◆ Passage
== == ==

Why detective video games are the perfect way to experience a mystery

Detective fiction tells a story pieced together by some clever person – and in a video game, that’s you

In one of her best books, The Murder of Roger Ackroyd, Agatha Christie puts these words into the mouth of her least favourite character, Hercule Poirot: “Understand this, I mean to arrive at the truth. The truth, however ugly in itself, is always curious and beautiful to seekers after it.”

All detective stories are an attempt to reflect this. Uncovering the truth through clever reasoning, observation and logic is wondrous. You are forced to look at the world anew: a misplaced chair is no longer just a chair, but indicative of a killer’s escape; a removed lightbulb tells us the killer did not want to be seen. In the eyes of a detective (or a great detective writer), everyday objects are imbued with alien significance. They no longer fit where we think they fit and when we find their proper place, a clear picture emerges. Poirot was a great detective because he obsessed over order and was more sensitive to misplacement. Sherlock Holmes could see tiny stains on a hat and understand the entire life of its wearer.

== == ==

(Data collected from a set)
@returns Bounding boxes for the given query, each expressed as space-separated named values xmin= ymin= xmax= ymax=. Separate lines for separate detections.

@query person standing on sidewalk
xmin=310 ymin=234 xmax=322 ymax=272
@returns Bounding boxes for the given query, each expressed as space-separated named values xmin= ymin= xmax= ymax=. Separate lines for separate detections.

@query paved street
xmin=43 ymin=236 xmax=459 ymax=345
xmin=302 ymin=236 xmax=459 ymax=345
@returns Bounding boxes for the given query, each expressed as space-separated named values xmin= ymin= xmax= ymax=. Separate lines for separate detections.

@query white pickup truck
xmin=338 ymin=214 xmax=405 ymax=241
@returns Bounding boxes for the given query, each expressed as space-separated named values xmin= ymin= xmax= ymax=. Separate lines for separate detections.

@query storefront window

== == ==

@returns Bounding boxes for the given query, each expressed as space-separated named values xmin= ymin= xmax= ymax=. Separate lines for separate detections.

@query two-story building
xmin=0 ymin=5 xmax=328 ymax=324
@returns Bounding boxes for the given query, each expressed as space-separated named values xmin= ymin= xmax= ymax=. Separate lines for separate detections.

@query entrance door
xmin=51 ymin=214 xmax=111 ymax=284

== == ==

◆ Exercise objective
Check each statement below against the article on detective video games, answering yes or no and quoting the words of the article that settle it.
1. Hercule Poirot was Agatha Christie's least favorite character.
2. The article calls The Murder of Roger Ackroyd one of Christie's weaker books.
3. Sherlock Holmes could grasp a wearer's whole life from tiny stains on a hat.

◆ Solution below
1. Yes: "her least favourite character, Hercule Poirot"
2. No: "In one of her best books, The Murder of Roger Ackroyd"
3. Yes: "Sherlock Holmes could see tiny stains on a hat and understand the entire life of its wearer."